▸ Given problem: Transcribe the entries that follow exactly as they appear, minus pictures.

▸ Data to use:
BEGIN

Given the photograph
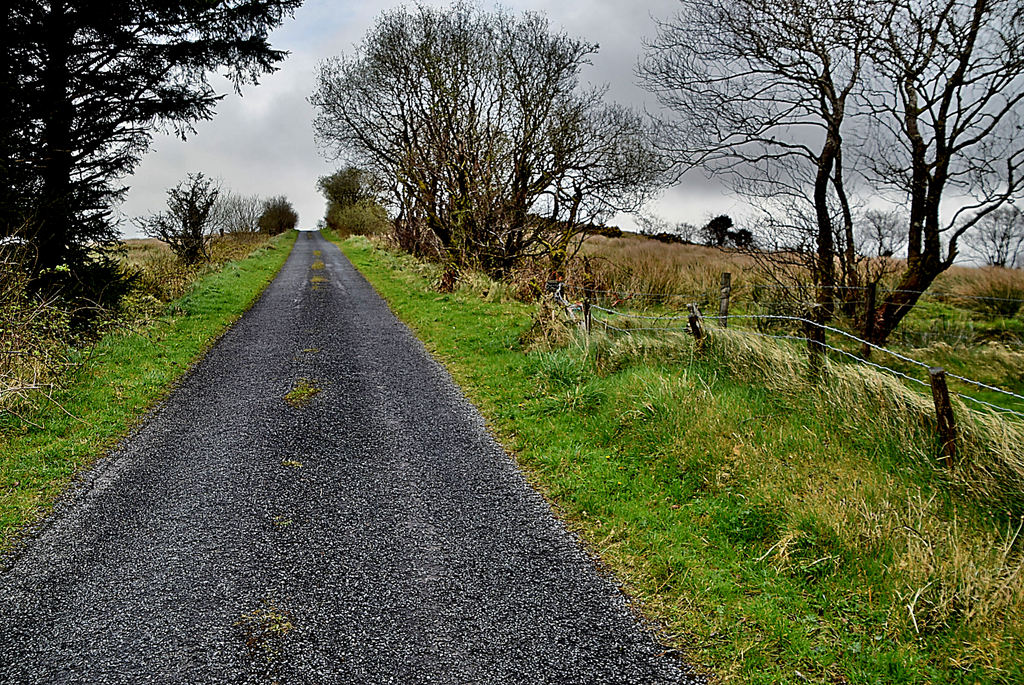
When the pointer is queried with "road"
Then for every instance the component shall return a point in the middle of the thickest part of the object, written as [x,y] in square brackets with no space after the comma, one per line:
[375,534]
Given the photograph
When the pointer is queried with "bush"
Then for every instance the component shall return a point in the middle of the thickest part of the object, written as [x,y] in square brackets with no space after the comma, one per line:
[278,216]
[361,218]
[187,220]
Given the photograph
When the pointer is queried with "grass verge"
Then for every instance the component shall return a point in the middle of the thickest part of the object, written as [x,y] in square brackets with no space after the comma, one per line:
[780,537]
[116,382]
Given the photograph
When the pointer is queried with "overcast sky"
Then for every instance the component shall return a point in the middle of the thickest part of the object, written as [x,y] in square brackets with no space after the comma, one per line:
[262,142]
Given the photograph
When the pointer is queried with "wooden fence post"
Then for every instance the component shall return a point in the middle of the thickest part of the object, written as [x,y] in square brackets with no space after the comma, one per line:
[944,413]
[723,300]
[815,343]
[695,329]
[872,292]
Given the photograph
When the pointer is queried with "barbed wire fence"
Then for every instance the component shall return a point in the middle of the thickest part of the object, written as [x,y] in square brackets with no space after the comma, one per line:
[589,314]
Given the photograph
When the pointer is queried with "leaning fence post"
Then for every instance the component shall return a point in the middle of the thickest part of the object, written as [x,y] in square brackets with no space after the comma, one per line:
[944,413]
[723,300]
[872,291]
[695,329]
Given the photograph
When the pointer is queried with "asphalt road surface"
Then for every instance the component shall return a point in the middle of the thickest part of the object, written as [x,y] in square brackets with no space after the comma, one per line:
[377,534]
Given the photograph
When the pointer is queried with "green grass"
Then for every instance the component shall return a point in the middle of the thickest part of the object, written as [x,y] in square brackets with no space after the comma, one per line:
[117,381]
[777,537]
[301,393]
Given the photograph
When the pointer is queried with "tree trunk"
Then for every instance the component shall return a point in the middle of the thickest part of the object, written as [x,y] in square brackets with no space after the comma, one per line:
[54,218]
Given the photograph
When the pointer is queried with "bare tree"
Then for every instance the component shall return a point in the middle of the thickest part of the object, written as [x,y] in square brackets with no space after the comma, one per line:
[477,124]
[998,238]
[762,95]
[946,101]
[930,91]
[235,213]
[186,223]
[278,215]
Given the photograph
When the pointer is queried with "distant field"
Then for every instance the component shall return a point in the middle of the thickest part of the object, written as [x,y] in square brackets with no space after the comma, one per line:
[780,531]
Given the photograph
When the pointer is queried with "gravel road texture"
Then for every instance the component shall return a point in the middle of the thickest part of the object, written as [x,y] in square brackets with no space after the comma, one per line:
[369,532]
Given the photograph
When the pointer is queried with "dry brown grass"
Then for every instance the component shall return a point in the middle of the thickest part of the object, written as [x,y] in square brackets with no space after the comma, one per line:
[949,568]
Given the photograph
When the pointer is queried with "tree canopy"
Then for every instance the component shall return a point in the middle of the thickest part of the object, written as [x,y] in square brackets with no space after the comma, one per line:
[86,85]
[928,91]
[481,132]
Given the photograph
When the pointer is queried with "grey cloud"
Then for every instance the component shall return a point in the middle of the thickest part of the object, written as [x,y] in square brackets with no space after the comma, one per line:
[262,142]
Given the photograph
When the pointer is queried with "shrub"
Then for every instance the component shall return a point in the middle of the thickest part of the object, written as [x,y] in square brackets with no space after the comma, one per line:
[278,216]
[361,218]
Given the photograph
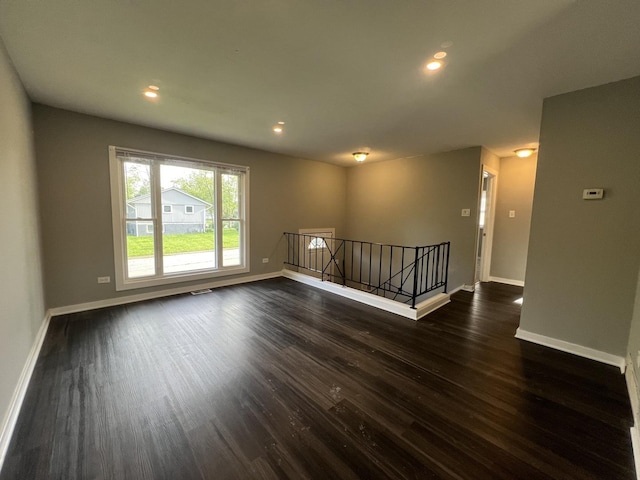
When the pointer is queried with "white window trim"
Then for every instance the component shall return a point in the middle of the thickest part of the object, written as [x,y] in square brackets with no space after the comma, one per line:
[119,226]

END

▸ Output below:
Given the photograph
When the pointer is queried with "road"
Then for every instance the component shall return a point in the middle of the thickest part of the object, written as [x,y] in square brackets with no space after the comma, one per line:
[375,534]
Given the photograph
When the pointer is queried with "bush"
Then for every instance the component shall return a point in the middle of the thickest part of the object, written as [x,y] in square brackets with no space after the comma, one per line:
[278,216]
[361,218]
[187,220]
Given the photograph
When the pointer is queried with "grass verge"
Then for every instance the component shall return a point in the middle of the thickest part of the object, written as [x,y] in square brackets with no space after the comma, one per line:
[780,537]
[116,382]
Given the photograph
When the pointer is queried with "overcast sky"
Then for every instance the component shall return a point in the middle of the thickest part of the object, written as [x,y] in square brackets with no space after the comma, one per line:
[262,142]
Given the photograph
When the pointer is queried with "wooden fence post"
Then for every instance the component shall return a point in the middle of the thickest part of the object, written as [x,y] in square brackets with no space after the comma, one per line:
[944,413]
[723,300]
[815,343]
[695,329]
[872,292]
Given the photograph
When the pointer is queried with "barbed wire fence"
Then for every instance the component shall return a point in the middle of the thickest part of the object, written as [x,y] in square brackets with no space after the comma, one per line:
[589,314]
Given the photograph
When the pointer is queried with "leaning fence post"
Then for every instance the component shall return a point in the middle of the thickest part of the object, written as [x,y] in square brackets with no space after the comma, one per line:
[944,413]
[723,300]
[872,291]
[695,329]
Given the photograph
When the pointer is queried with "asphalt road surface"
Then for every instance the component shall return a point in the middle of the thickest part of the object, written as [x,y] in square brackets with no space after the comma, one per line:
[377,534]
Given the photograph
When the pointer is queried with "green grass"
Then for every instance the component shall return a point in the middle of the thickest part of the object, written as [x,y] in square brackets with no space after the comma, one per line:
[117,381]
[777,537]
[301,393]
Given the photograph
When the pointer is queried with "tree trunk"
Then for every instance the component shall return a point in the middle of the thickest part of the object, written as [x,y] in square brackets with no space after the comma, one per line:
[54,218]
Given the photograph
When the pointer is queried with "bare tree"
Then for every instance the component shall return a point in the middle of the thickest part of the object, written as [x,y] in square brackets with no space after the comma, one per line:
[477,124]
[998,238]
[762,95]
[946,101]
[930,91]
[235,213]
[186,223]
[278,215]
Given the photograph
When the pointer is queried with "distant field"
Then for every instance the component shall return a point in the middle of the thickest part of the object, written as [x,y] in square brackets with no space after the comma, one per line:
[780,531]
Given the photograph
When the pointer is queried with "gravel road texture"
Then for every instance the component shall return a point in the middle of the thickest part of the object, written as [x,y] in square brackets with no space after the comma, one per line:
[369,532]
Given the photograph
When the pointer is queried with "dry brown grass"
Then for every instance the component shall return a point in the middle of the thickest part of the object, written as [x,y] in square brackets with no space after the comma, one per line:
[949,568]
Given the photograph
When the pointer is queried with "tree canopy"
Then for every instance the component shall return a point in the middle of the thickest part of the object, written as [x,y] in square brackets with no space after the comma, one per line:
[86,85]
[928,91]
[481,132]
Given the photograph
When the pointer is queried with "grey cloud"
Then for every instance the component shall return a point in the middle of the thickest part of the object, written as [x,y] in square brackets with no space after the comma, one per line:
[262,142]
Given the photograph
When the pointer is queried with "shrub"
Then for every instance the component shall return a point in the middle of the thickest part of the object, written as [x,y] in square brackets with no space after the comma, one per line:
[278,216]
[361,218]
Given the photograph
When the pointer is queried with "white window trim"
Then for every instance the component shall return a point in the middle of the thickest part of the object, written as [x,y] in square brackets with no space after the comma, one per line:
[119,226]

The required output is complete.